Vitalii Serhiyovych Mykolenko (; born 29 May 1999) is a Ukrainian professional footballer who plays as a left-back for Premier League club Everton and the Ukraine national team.

Club career

Dynamo Kyiv
Born in Cherkasy, Mykolenko is a product of the Dynamo Kyiv youth sportive school.

He played for Dynamo in the Ukrainian Premier League Reserves and in August 2017 he was promoted to the senior squad team. Mykolenko made his debut in the Ukrainian Premier League for Dynamo Kyiv on 20 August 2017, playing in a winning match against Stal Kamianske. On 25 October 2018, Mykolenko made his debut in the UEFA Europa League, starting in Dynamo's 2–1 victory over Rennes at the Roazhon Park.

In the 2018-2019 season, Mykolenko was named the best young player in the Ukrainian Premier League.

Everton
On 1 January 2022, Mykolenko joined English side Everton on a four-and-half year deal until June 2026 for an undisclosed fee. The club assigned him the number 19 shirt. On 3 March 2022, as a gesture of goodwill, Mykolenko was named Everton captain for an FA Cup Fifth round match against Boreham Wood due to the on-going conflict between his country and Russia.

In March 2022, Mykolenko called out the captain of the Russia national football team, Artem Dzyuba, in an Instagram post and questioned why Dzyuba and his Russian teammates were “silent” while “peaceful civilians were being killed in Ukraine” in the 2022 Russian invasion of Ukraine.

On 8 May 2022, Mykolenko scored his first goal for Everton, a stunning volley from 25 yards in a 2–1 away victory against Leicester City in a Premier League fixture.

International career
Mykolenko represented Ukraine at all levels of youth football. He made his debut for the Ukraine national team at age 19, on 20 November 2018 in a friendly against Turkey, as a starter. Still eligible for youth football, Mykolenko just missed out on winning the 2019 FIFA U-20 World Cup – he was named to the eventual winner Ukraine squad for the tournament, but had to be withdrawn from the competition a few days later due to injury.

Dataset section:
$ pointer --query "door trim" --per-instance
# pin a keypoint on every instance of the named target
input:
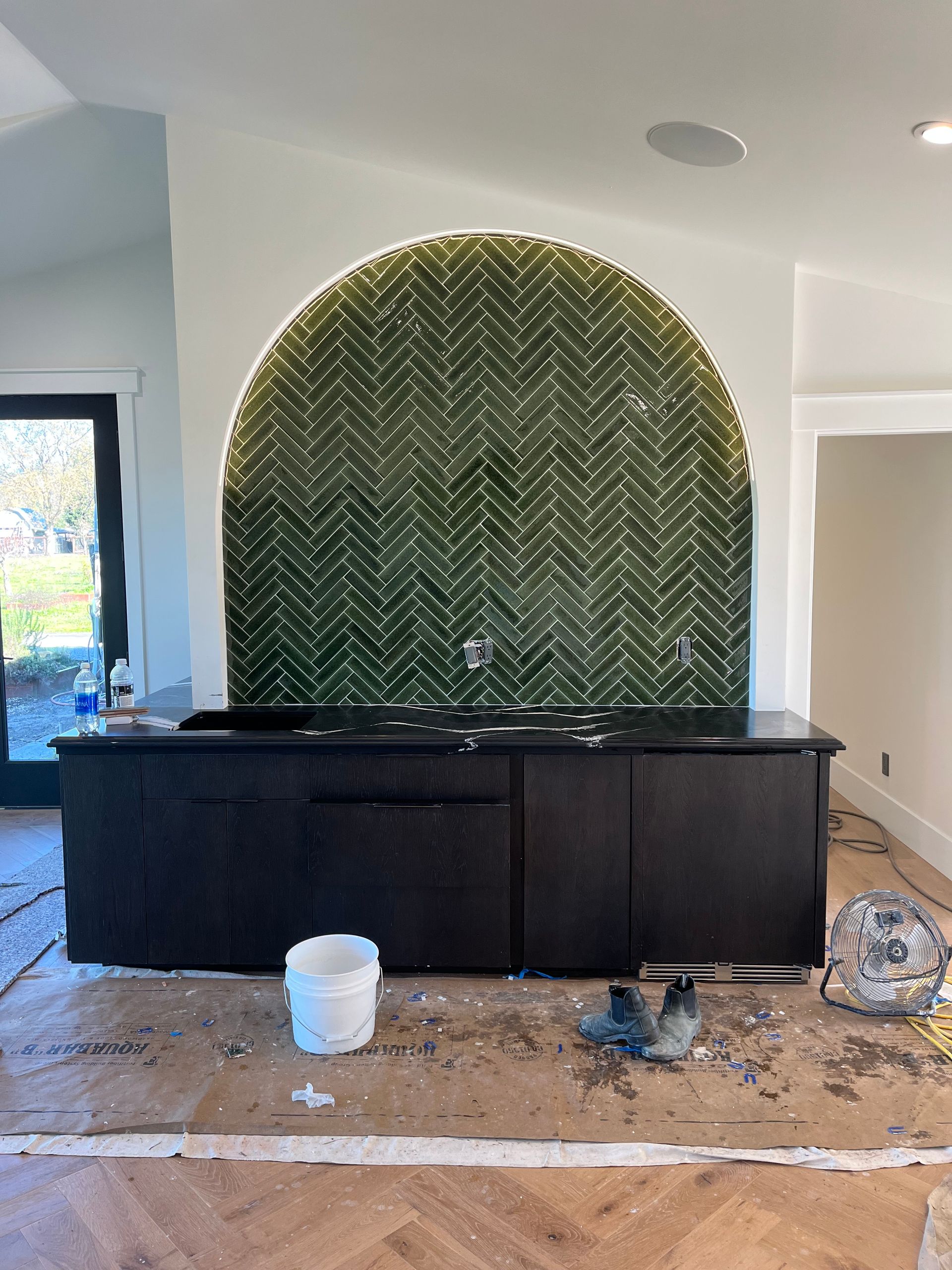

What to produce: Copy out the text about Vitalii Mykolenko word for word, from its opening sentence through its final one.

Written solution:
Vitalii Serhiyovych Mykolenko (; born 29 May 1999) is a Ukrainian professional footballer who plays as a left-back for Premier League club Everton and the Ukraine national team.

Club career

Dynamo Kyiv
Born in Cherkasy, Mykolenko is a product of the Dynamo Kyiv youth sportive school.

He played for Dynamo in the Ukrainian Premier League Reserves and in August 2017 he was promoted to the senior squad team. Mykolenko made his debut in the Ukrainian Premier League for Dynamo Kyiv on 20 August 2017, playing in a winning match against Stal Kamianske. On 25 October 2018, Mykolenko made his debut in the UEFA Europa League, starting in Dynamo's 2–1 victory over Rennes at the Roazhon Park.

In the 2018-2019 season, Mykolenko was named the best young player in the Ukrainian Premier League.

Everton
On 1 January 2022, Mykolenko joined English side Everton on a four-and-half year deal until June 2026 for an undisclosed fee. The club assigned him the number 19 shirt. On 3 March 2022, as a gesture of goodwill, Mykolenko was named Everton captain for an FA Cup Fifth round match against Boreham Wood due to the on-going conflict between his country and Russia.

In March 2022, Mykolenko called out the captain of the Russia national football team, Artem Dzyuba, in an Instagram post and questioned why Dzyuba and his Russian teammates were “silent” while “peaceful civilians were being killed in Ukraine” in the 2022 Russian invasion of Ukraine.

On 8 May 2022, Mykolenko scored his first goal for Everton, a stunning volley from 25 yards in a 2–1 away victory against Leicester City in a Premier League fixture.

International career
Mykolenko represented Ukraine at all levels of youth football. He made his debut for the Ukraine national team at age 19, on 20 November 2018 in a friendly against Turkey, as a starter. Still eligible for youth football, Mykolenko just missed out on winning the 2019 FIFA U-20 World Cup – he was named to the eventual winner Ukraine squad for the tournament, but had to be withdrawn from the competition a few days later due to injury.